## EXERCISE DESCRIPTION
Reproduce the material below word for word, without the pictures.

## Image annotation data
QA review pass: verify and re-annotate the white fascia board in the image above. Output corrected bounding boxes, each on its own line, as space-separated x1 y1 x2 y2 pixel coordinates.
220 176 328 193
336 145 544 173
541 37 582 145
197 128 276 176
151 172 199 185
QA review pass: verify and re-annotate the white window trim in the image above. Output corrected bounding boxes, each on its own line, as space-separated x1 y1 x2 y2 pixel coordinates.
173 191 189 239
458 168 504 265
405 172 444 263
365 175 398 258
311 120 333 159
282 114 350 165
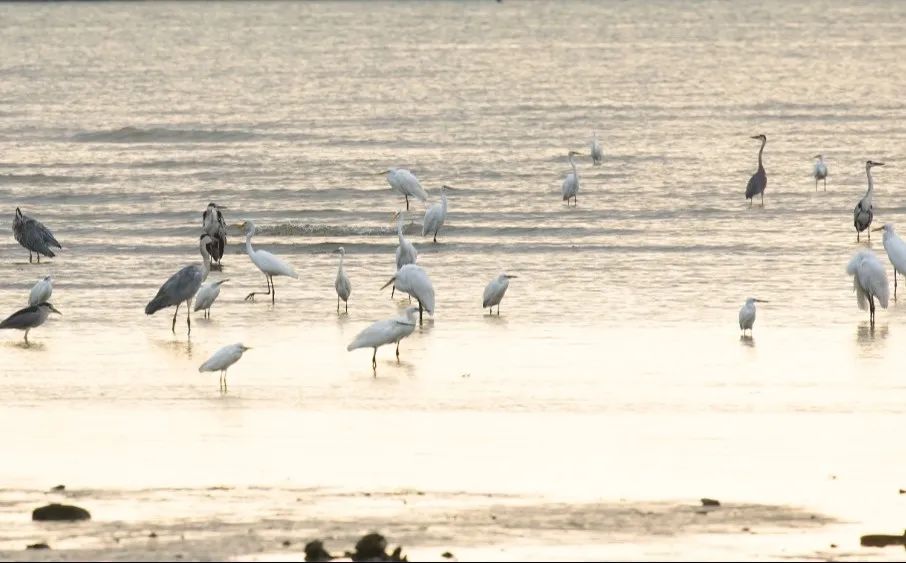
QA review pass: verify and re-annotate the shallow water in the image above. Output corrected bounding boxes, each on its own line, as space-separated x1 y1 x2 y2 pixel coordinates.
0 1 906 559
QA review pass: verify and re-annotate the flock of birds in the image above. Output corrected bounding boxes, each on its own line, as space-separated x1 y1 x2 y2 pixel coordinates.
0 132 906 391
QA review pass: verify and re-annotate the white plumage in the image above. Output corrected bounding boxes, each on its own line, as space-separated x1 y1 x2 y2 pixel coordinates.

## TASK ANSWER
QA review pass: verify and re-annotate the white fascia board in the image above. Output corrected bounding boxes, each on its own line, as space-separated x1 y1 x2 y2 pixel coordinates.
220 176 328 193
336 145 544 173
541 37 582 145
197 128 276 176
151 172 199 185
QA review pass: verify and re-annotate the white window trim in the image above. Output corrected bounding boxes, each on its own line, as space-separated x1 y1 x2 y2 pixel coordinates.
173 191 189 239
458 168 504 265
405 172 444 263
365 175 398 258
311 120 333 159
282 114 350 165
QA review pass: verify and re-annotate the shallow water in the image above. Output corrected bounding boxes, each on its own line, as space-separated x1 y1 x2 y2 pixel coordinates.
0 1 906 559
QA review pass: verify and re-annotate the flock of birds in the image above. Output corrected bounding boxes, each on its own line, as space-separated x1 y1 x2 y2 pixel coordinates.
0 132 906 391
QA review pass: verify and re-annotate the white plumage in the image above. Output corrected bounding boxes, each on its own line, as space-separated x1 y1 x2 y2 pixel coordinates.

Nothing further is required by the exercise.